EXERCISE REQUIREMENTS :: Each line that holds the word "water" counts once; give the total for the records below and nothing else.

== DATA EXTRACTS ==

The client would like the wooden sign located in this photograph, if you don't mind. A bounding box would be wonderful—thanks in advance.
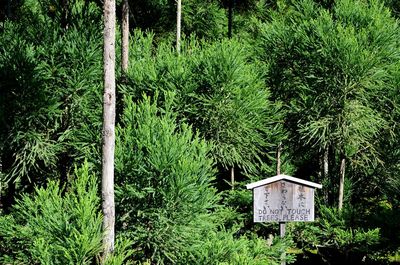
[246,175,322,223]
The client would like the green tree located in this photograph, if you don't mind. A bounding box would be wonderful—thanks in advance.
[256,0,399,209]
[123,35,284,185]
[114,95,220,263]
[179,40,283,183]
[0,2,103,210]
[114,95,291,264]
[0,163,102,264]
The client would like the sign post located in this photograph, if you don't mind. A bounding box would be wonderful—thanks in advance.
[246,175,322,265]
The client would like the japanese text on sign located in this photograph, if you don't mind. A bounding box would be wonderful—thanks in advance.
[253,180,315,222]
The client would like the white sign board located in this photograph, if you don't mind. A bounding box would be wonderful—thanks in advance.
[253,180,315,222]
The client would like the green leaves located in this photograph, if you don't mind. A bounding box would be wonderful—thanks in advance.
[292,205,381,257]
[115,95,219,264]
[190,227,294,265]
[257,0,400,177]
[124,34,284,174]
[181,40,278,172]
[0,162,102,264]
[0,14,103,194]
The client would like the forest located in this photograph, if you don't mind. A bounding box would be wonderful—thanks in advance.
[0,0,399,264]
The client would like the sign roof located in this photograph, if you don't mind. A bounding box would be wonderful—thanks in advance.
[246,174,322,190]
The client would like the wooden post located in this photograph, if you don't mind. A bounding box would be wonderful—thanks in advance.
[279,222,286,238]
[277,143,285,265]
[280,221,286,265]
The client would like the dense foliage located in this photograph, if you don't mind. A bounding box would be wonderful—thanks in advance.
[0,0,399,264]
[114,95,291,264]
[123,34,284,174]
[0,163,102,264]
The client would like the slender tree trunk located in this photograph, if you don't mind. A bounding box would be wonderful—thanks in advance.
[323,146,329,179]
[277,143,282,175]
[338,155,345,210]
[121,0,129,74]
[176,0,181,53]
[230,166,234,190]
[323,146,329,204]
[102,0,116,261]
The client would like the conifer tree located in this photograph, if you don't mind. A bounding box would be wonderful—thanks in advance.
[257,0,399,209]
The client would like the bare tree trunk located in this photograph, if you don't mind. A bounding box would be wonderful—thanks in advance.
[102,0,116,261]
[323,146,329,204]
[338,155,345,210]
[176,0,181,53]
[277,143,282,175]
[231,166,234,190]
[121,0,129,74]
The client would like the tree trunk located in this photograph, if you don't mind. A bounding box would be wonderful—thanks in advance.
[102,0,116,261]
[323,146,329,204]
[230,166,234,190]
[338,155,345,210]
[121,0,129,74]
[176,0,181,53]
[277,143,282,175]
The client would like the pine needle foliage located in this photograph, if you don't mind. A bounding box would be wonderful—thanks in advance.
[115,95,220,264]
[255,0,400,180]
[0,2,103,197]
[179,40,282,173]
[190,227,295,265]
[291,205,381,263]
[115,95,287,264]
[0,162,102,264]
[123,32,284,174]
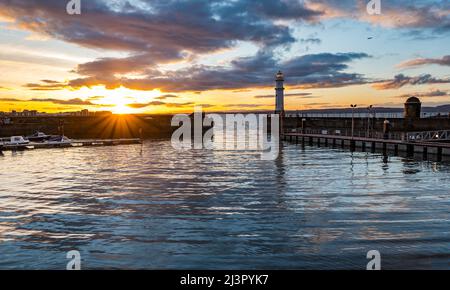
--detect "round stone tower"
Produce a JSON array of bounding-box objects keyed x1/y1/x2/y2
[{"x1": 404, "y1": 96, "x2": 422, "y2": 119}]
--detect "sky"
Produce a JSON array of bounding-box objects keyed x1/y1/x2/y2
[{"x1": 0, "y1": 0, "x2": 449, "y2": 114}]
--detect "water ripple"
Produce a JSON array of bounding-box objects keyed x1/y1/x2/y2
[{"x1": 0, "y1": 140, "x2": 449, "y2": 269}]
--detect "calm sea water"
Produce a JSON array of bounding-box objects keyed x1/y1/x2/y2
[{"x1": 0, "y1": 140, "x2": 449, "y2": 269}]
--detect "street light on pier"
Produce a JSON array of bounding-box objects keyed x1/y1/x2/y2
[
  {"x1": 302, "y1": 118, "x2": 306, "y2": 134},
  {"x1": 350, "y1": 104, "x2": 357, "y2": 138}
]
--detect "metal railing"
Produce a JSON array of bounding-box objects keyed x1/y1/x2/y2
[
  {"x1": 285, "y1": 112, "x2": 450, "y2": 119},
  {"x1": 285, "y1": 128, "x2": 404, "y2": 140},
  {"x1": 287, "y1": 128, "x2": 450, "y2": 142},
  {"x1": 406, "y1": 130, "x2": 450, "y2": 142}
]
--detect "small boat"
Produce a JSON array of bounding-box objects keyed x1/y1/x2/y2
[
  {"x1": 45, "y1": 135, "x2": 72, "y2": 146},
  {"x1": 1, "y1": 136, "x2": 30, "y2": 146},
  {"x1": 26, "y1": 131, "x2": 51, "y2": 142}
]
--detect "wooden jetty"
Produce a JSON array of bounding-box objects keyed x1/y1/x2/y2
[
  {"x1": 283, "y1": 133, "x2": 450, "y2": 161},
  {"x1": 0, "y1": 138, "x2": 142, "y2": 151}
]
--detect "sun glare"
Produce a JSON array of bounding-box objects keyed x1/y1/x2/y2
[{"x1": 75, "y1": 86, "x2": 161, "y2": 114}]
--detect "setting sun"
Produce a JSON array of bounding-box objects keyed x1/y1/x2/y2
[{"x1": 75, "y1": 86, "x2": 162, "y2": 114}]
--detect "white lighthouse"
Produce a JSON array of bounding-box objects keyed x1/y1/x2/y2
[{"x1": 275, "y1": 71, "x2": 285, "y2": 114}]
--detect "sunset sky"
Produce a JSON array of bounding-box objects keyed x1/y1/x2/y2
[{"x1": 0, "y1": 0, "x2": 449, "y2": 114}]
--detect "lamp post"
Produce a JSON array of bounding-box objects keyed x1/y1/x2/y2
[
  {"x1": 350, "y1": 104, "x2": 357, "y2": 138},
  {"x1": 367, "y1": 105, "x2": 373, "y2": 138}
]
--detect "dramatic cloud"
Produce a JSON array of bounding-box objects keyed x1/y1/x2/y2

===

PROBLEM SOLUTION :: 2